● Exercise material:

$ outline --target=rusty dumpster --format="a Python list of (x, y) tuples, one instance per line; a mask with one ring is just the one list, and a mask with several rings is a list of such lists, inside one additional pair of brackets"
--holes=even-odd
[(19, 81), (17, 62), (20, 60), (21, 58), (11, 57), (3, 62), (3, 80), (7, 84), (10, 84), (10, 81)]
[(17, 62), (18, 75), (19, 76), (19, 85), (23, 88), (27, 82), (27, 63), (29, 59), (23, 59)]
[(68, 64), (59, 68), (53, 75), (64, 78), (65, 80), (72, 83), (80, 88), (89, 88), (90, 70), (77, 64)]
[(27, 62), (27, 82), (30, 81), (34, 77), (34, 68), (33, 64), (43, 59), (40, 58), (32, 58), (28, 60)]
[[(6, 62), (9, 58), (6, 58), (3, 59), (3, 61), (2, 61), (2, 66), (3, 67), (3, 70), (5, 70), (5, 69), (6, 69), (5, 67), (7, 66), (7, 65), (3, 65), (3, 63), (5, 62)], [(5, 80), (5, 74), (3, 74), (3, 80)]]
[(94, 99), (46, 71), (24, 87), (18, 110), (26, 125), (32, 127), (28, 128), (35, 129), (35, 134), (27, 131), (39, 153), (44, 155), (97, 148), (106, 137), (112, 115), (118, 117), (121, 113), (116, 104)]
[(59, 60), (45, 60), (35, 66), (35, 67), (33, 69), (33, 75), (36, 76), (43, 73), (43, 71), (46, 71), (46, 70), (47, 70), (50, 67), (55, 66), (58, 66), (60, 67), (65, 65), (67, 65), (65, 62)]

● Task description: Edit the listing above so that "rusty dumpster" becomes "green dumpster", keeping every other character unchanged.

● Exercise output:
$ outline --target=green dumpster --format="a Python list of (x, y) tuples, one instance per line; a mask with one ring is just the one list, and a mask with several rings is a list of such lists, inside one additional pair of brackets"
--holes=even-odd
[(19, 81), (17, 62), (20, 60), (21, 58), (11, 57), (3, 62), (3, 80), (7, 84), (10, 84), (10, 81)]
[(17, 62), (18, 75), (19, 76), (19, 85), (23, 88), (27, 82), (27, 63), (29, 59), (23, 59)]
[(68, 64), (59, 68), (53, 75), (64, 78), (65, 80), (72, 83), (80, 88), (89, 88), (90, 70), (77, 64)]
[(27, 62), (27, 82), (30, 81), (34, 77), (34, 68), (33, 64), (43, 59), (40, 58), (32, 58), (28, 60)]
[[(6, 62), (9, 58), (6, 58), (3, 59), (3, 61), (2, 61), (2, 66), (3, 67), (3, 70), (5, 70), (5, 69), (6, 69), (5, 67), (7, 66), (7, 65), (3, 65), (3, 63), (5, 62)], [(5, 80), (5, 74), (3, 74), (3, 80)]]
[(94, 99), (46, 71), (24, 87), (18, 110), (26, 125), (32, 127), (28, 128), (35, 129), (35, 134), (27, 131), (39, 153), (44, 155), (97, 148), (106, 137), (112, 115), (118, 117), (121, 113), (116, 104)]
[(59, 60), (45, 60), (35, 66), (35, 67), (33, 69), (33, 75), (36, 76), (43, 73), (43, 71), (46, 71), (46, 70), (47, 70), (50, 67), (55, 66), (58, 66), (60, 67), (65, 65), (67, 65), (65, 62)]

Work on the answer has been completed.